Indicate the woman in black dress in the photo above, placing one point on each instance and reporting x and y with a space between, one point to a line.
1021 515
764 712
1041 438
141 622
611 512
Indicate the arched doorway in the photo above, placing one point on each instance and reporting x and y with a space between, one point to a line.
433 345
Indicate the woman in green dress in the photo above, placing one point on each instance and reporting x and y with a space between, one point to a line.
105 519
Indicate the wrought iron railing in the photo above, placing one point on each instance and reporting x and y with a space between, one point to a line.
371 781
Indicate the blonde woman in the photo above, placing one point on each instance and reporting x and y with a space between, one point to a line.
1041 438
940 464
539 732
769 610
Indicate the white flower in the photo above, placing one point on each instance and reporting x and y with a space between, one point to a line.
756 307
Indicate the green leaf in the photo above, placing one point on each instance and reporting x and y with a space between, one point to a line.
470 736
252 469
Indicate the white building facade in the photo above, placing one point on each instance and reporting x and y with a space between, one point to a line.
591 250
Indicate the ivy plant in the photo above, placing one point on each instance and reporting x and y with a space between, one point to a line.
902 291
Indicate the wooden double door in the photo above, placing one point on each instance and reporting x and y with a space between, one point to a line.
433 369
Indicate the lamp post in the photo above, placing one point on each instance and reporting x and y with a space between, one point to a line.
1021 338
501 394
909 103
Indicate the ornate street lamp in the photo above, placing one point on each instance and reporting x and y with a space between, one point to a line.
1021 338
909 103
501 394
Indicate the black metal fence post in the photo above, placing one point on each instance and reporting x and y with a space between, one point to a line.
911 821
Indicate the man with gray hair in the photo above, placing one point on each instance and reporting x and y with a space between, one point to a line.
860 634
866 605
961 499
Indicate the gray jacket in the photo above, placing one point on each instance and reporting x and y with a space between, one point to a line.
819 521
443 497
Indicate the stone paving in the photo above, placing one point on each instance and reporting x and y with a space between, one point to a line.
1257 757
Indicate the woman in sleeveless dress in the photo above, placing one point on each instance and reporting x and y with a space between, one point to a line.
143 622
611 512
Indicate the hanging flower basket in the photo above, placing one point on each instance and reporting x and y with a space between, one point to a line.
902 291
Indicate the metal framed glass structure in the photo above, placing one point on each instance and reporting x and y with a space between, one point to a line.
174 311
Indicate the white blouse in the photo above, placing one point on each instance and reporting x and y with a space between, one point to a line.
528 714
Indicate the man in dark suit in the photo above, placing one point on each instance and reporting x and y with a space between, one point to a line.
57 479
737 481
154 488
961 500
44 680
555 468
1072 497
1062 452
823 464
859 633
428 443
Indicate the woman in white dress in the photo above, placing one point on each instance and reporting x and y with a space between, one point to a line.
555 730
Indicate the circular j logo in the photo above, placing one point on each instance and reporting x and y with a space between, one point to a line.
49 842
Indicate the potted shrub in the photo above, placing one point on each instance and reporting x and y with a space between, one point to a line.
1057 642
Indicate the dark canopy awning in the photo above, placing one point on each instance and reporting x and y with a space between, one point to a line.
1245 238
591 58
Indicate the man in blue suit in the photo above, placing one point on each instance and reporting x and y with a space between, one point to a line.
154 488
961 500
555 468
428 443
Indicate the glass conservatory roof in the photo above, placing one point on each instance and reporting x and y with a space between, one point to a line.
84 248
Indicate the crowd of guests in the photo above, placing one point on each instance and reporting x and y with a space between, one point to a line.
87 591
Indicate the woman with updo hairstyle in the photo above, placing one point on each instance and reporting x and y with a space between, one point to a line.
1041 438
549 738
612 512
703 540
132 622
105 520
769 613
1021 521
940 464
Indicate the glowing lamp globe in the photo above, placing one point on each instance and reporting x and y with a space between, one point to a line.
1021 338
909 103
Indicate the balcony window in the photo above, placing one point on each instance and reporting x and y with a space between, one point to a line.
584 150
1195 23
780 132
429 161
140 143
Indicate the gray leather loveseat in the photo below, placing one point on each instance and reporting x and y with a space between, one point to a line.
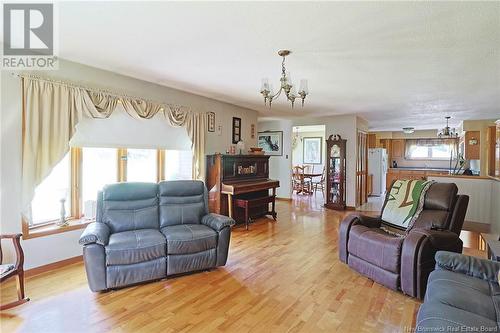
147 231
462 295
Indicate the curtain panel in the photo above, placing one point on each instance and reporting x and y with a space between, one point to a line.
52 110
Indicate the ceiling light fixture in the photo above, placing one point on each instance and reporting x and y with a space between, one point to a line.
447 132
286 85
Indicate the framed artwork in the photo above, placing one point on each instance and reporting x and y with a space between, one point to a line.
211 121
271 142
312 150
236 130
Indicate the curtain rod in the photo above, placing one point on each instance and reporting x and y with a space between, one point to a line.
92 89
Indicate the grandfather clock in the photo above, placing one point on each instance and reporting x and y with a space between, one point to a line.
335 172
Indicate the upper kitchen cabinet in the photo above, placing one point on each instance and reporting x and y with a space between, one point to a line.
398 148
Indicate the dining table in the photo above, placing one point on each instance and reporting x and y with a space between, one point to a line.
309 176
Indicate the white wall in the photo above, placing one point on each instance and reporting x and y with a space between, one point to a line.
495 206
280 166
45 250
298 151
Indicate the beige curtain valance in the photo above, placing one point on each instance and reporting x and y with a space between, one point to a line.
52 110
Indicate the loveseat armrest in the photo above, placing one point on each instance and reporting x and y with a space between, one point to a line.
217 222
96 232
417 257
439 239
345 229
479 268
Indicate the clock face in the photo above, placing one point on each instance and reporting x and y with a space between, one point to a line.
335 151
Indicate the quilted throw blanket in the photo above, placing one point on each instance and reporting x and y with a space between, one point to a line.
404 203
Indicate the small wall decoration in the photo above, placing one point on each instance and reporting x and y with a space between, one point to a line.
271 142
236 130
312 150
211 121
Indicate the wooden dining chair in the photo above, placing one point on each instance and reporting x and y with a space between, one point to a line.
320 185
300 184
10 270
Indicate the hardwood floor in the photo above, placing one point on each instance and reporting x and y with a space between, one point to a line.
280 277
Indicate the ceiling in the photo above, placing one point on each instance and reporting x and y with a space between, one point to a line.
395 64
309 128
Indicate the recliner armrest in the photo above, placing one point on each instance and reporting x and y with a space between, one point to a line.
439 239
479 268
96 232
367 221
217 222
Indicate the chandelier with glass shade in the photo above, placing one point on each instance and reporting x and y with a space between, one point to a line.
447 132
286 85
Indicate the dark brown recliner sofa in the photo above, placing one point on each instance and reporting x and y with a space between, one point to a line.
404 263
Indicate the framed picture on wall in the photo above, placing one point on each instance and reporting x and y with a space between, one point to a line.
312 150
211 121
236 130
271 142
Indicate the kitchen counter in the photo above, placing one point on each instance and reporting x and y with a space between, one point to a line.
421 169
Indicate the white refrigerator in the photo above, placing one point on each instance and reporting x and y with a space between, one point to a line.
377 167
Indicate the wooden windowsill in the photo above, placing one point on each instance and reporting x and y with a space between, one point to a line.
53 228
458 176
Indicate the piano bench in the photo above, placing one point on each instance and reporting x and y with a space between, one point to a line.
251 205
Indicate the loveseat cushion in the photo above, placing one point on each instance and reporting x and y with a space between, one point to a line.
182 202
189 238
464 292
132 219
129 206
376 247
439 317
130 247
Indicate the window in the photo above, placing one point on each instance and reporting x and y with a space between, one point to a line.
141 165
430 149
46 204
99 167
177 164
84 171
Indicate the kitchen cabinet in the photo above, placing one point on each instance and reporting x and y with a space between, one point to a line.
472 144
386 144
398 148
372 141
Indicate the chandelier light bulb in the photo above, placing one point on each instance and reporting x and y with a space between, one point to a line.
303 86
265 85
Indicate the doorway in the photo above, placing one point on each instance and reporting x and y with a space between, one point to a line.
308 165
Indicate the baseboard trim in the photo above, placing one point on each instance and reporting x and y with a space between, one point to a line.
476 227
283 199
55 265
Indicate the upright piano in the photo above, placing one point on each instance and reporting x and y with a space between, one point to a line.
238 186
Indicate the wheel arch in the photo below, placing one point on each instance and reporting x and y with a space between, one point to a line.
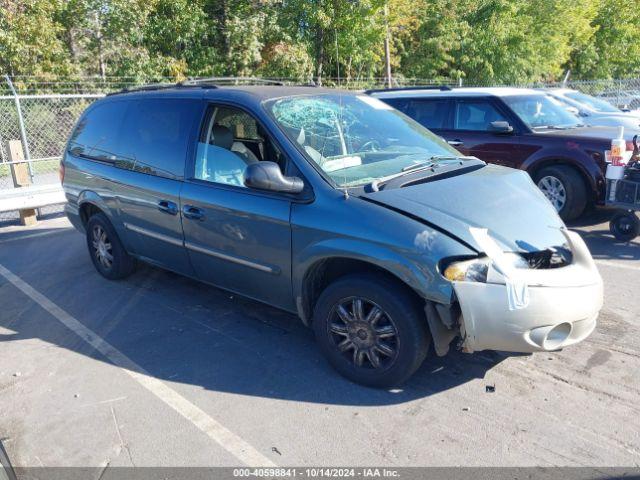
586 176
90 203
326 264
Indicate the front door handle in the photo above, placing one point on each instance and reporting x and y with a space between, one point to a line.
194 213
167 207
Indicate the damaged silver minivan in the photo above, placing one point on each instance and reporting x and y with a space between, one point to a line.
332 205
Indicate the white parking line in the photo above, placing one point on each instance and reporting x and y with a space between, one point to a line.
228 440
35 235
608 263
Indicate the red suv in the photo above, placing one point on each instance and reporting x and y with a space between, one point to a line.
519 128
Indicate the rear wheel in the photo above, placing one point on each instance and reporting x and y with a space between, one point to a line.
371 330
625 226
107 253
564 188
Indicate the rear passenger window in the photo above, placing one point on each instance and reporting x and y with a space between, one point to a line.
155 134
96 135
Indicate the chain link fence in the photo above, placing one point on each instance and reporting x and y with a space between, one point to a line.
41 113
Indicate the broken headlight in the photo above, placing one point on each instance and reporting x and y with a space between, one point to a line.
476 270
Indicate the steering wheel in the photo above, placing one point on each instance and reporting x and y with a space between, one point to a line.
370 146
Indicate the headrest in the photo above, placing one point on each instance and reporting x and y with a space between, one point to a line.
301 137
221 137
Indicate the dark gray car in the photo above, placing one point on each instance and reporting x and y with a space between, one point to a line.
336 207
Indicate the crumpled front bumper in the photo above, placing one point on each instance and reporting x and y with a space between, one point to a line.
564 304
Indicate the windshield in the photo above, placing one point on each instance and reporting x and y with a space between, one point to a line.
542 111
593 102
357 139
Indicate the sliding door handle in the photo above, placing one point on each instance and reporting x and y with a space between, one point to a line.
167 207
194 213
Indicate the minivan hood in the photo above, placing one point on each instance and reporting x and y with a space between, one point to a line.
503 200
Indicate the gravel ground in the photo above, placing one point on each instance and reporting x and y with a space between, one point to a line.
253 372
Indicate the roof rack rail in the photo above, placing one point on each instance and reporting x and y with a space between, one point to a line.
157 86
417 87
231 81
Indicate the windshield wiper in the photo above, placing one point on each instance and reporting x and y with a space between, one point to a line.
431 161
413 166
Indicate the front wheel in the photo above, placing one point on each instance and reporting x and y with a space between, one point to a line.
107 252
625 226
371 329
564 188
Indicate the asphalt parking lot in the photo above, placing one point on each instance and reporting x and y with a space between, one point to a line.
160 370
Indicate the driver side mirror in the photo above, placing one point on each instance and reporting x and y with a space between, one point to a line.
268 176
500 127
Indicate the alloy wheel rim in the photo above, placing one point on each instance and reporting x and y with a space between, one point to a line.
363 333
102 247
554 190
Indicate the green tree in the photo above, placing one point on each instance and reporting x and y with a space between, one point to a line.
31 40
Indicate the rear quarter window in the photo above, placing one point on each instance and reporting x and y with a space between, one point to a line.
156 132
97 133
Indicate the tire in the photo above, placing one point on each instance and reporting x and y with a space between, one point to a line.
403 324
559 180
111 259
625 226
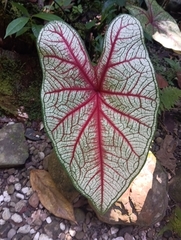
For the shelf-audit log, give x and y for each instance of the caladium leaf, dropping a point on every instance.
(101, 119)
(159, 24)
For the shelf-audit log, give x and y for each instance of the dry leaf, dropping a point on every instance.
(162, 83)
(165, 154)
(49, 196)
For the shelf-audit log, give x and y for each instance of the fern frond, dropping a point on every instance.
(169, 97)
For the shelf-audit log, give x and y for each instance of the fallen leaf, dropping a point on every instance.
(165, 154)
(159, 24)
(179, 78)
(49, 196)
(162, 83)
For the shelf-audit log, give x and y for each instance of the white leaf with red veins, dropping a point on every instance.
(101, 119)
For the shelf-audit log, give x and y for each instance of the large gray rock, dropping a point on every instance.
(175, 187)
(13, 146)
(145, 202)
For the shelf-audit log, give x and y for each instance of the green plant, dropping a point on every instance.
(174, 222)
(26, 22)
(159, 24)
(101, 119)
(169, 97)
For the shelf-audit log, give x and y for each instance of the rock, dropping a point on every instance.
(60, 177)
(114, 230)
(20, 206)
(52, 229)
(175, 187)
(145, 202)
(4, 229)
(16, 218)
(62, 226)
(24, 229)
(44, 237)
(11, 233)
(17, 186)
(79, 235)
(36, 237)
(79, 215)
(6, 214)
(34, 200)
(72, 232)
(7, 197)
(13, 146)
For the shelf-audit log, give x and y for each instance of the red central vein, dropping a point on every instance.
(72, 112)
(125, 114)
(120, 133)
(99, 131)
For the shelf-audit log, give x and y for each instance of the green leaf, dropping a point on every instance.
(16, 25)
(63, 3)
(101, 119)
(159, 24)
(169, 97)
(21, 8)
(47, 16)
(22, 31)
(36, 29)
(91, 24)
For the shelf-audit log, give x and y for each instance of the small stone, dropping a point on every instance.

The task ::
Which lines run from the one holding "green leaf, dropping a point on every instance." through the end of the data? Write them out exactly, ends included, and add nothing.

Solution for this exercise ::
For the shelf-audit log, give x and y for each instance of the green leaf, dropping a point on every instance.
(16, 25)
(63, 3)
(101, 119)
(159, 24)
(169, 97)
(21, 8)
(47, 16)
(22, 31)
(36, 29)
(91, 24)
For the shelf-audit log, give x and y for each instance of the small stone, dropping a point on every instance.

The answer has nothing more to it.